◆ **Records to use**
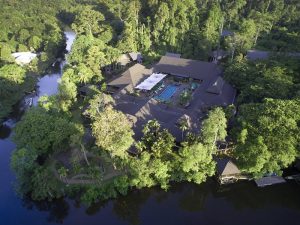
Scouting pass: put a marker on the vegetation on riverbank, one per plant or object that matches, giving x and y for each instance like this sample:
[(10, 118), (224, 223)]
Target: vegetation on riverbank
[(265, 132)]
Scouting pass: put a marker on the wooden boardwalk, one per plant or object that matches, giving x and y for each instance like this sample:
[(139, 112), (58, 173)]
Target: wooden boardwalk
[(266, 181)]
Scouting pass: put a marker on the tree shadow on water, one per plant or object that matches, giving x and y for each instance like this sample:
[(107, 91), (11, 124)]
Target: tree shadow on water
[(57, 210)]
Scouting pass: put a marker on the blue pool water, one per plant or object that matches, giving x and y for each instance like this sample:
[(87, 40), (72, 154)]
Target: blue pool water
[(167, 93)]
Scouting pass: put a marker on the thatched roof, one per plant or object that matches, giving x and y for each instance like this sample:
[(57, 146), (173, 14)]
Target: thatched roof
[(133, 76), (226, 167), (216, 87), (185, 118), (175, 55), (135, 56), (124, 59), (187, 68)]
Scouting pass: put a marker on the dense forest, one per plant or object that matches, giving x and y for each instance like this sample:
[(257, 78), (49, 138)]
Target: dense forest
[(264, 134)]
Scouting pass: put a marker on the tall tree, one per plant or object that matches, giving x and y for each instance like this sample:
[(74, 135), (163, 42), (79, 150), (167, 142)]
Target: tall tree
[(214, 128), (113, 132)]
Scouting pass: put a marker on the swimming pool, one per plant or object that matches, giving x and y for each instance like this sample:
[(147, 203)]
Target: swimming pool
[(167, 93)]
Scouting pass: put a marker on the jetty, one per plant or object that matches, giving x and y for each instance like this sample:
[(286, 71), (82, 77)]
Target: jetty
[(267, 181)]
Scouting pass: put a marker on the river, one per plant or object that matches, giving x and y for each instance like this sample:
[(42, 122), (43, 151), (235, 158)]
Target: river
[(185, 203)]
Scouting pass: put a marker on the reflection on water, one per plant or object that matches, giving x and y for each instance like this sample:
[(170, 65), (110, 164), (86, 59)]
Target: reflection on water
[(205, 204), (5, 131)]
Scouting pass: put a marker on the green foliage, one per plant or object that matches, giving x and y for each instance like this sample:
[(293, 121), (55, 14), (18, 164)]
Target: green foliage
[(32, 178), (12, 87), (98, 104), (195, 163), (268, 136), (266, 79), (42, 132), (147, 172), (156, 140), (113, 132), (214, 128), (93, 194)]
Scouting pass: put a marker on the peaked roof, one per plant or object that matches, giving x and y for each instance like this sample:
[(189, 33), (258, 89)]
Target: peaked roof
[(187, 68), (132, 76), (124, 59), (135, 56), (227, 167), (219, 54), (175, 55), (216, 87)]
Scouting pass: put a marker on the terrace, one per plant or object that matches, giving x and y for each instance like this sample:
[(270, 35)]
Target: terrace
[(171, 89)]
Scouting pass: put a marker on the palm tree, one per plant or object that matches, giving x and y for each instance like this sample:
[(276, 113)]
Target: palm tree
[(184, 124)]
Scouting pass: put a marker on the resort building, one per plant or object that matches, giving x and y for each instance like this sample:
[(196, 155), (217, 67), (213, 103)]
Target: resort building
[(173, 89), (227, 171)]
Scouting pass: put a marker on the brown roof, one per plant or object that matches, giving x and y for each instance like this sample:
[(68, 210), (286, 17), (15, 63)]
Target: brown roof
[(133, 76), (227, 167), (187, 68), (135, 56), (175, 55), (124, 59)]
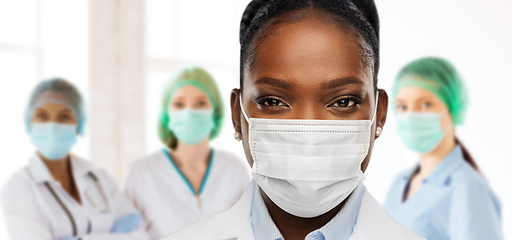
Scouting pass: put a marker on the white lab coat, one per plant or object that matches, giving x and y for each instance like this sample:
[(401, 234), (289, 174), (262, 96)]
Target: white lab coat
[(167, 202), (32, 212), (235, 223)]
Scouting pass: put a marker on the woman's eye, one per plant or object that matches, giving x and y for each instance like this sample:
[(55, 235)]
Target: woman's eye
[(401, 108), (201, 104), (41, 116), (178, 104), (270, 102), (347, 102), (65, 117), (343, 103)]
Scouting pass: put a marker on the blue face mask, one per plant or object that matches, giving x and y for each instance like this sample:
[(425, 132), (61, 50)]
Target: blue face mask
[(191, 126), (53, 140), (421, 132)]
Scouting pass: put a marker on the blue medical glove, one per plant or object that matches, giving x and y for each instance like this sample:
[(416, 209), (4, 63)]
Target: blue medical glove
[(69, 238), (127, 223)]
...
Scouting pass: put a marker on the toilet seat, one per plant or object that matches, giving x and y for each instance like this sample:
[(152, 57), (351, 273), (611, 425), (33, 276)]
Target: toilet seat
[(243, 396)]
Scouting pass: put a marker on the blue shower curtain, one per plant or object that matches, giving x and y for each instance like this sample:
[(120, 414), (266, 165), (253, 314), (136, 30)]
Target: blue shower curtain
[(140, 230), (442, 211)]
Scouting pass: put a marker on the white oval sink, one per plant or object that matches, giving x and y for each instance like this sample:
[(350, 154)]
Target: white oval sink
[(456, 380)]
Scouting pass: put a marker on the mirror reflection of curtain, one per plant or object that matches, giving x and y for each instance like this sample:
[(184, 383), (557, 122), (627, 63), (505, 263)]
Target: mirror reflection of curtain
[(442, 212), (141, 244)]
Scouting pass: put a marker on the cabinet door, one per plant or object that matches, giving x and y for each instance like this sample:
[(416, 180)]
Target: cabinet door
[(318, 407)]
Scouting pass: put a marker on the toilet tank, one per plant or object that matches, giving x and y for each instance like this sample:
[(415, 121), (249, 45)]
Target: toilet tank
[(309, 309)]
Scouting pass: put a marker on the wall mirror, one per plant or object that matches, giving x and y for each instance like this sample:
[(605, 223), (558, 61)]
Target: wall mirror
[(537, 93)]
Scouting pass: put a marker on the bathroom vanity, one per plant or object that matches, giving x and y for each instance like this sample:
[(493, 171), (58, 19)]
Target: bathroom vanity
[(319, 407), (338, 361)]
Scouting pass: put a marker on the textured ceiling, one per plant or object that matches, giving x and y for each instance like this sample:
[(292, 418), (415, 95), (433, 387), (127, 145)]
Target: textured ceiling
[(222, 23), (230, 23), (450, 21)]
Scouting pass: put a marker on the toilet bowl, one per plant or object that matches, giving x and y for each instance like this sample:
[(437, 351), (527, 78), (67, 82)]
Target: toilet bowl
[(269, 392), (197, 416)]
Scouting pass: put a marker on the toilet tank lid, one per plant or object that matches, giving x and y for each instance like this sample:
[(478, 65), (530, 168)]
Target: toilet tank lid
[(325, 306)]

◆ **Task to complete**
Output only an exact transcription of the lines above from the one with "[(87, 40), (72, 154)]" up to and including the one with "[(293, 121), (55, 14), (18, 164)]".

◆ **Expected output**
[(87, 40), (72, 154)]
Target: blue pool water
[(167, 93)]
Scouting pass: put a marker on the thatched roof, one per plant or object that matches, giving x and y for each instance like this sample:
[(57, 146), (173, 14)]
Target: thatched roof
[(133, 76), (226, 167), (216, 87), (185, 118), (175, 55), (135, 56), (124, 59), (187, 68)]
Scouting pass: put a marker on the dense forest, one per plant or object that matches, giving x and y for each instance like this sample:
[(257, 78), (49, 138)]
Target: dense forest
[(264, 134)]
Scouting pass: put a marker on the tall tree, one per plant or object that matches, giving x and y for each instance like this sample:
[(74, 135), (163, 42), (79, 150), (167, 142)]
Target: tall tree
[(214, 128), (113, 132)]
Scouting pass: put a marker on the swimming pool, one per plant or object that matches, giving x and y for each instance like this sample:
[(147, 203)]
Target: swimming pool
[(167, 93)]
Scouting pass: put a marker on the jetty, one per plant or object that matches, giving x and y for each instance like this sample:
[(286, 71), (82, 77)]
Target: jetty
[(267, 181)]
Scouting pass: put a marker on the river, one per plant or object that matches, giving x and y for each instance like this sample:
[(42, 122), (43, 151), (235, 158)]
Target: river
[(185, 203)]
Scouting pass: put a marker on the reflection on water, one per plant or object that matches, giving x and y for each instance like this sample:
[(170, 65), (110, 164), (86, 59)]
Target: reflection on water
[(205, 204), (5, 131)]
Scouting pass: put a marker on the green foliage, one per plant or object that matches, giving x and y for each instance like this sample:
[(293, 121), (55, 14), (18, 164)]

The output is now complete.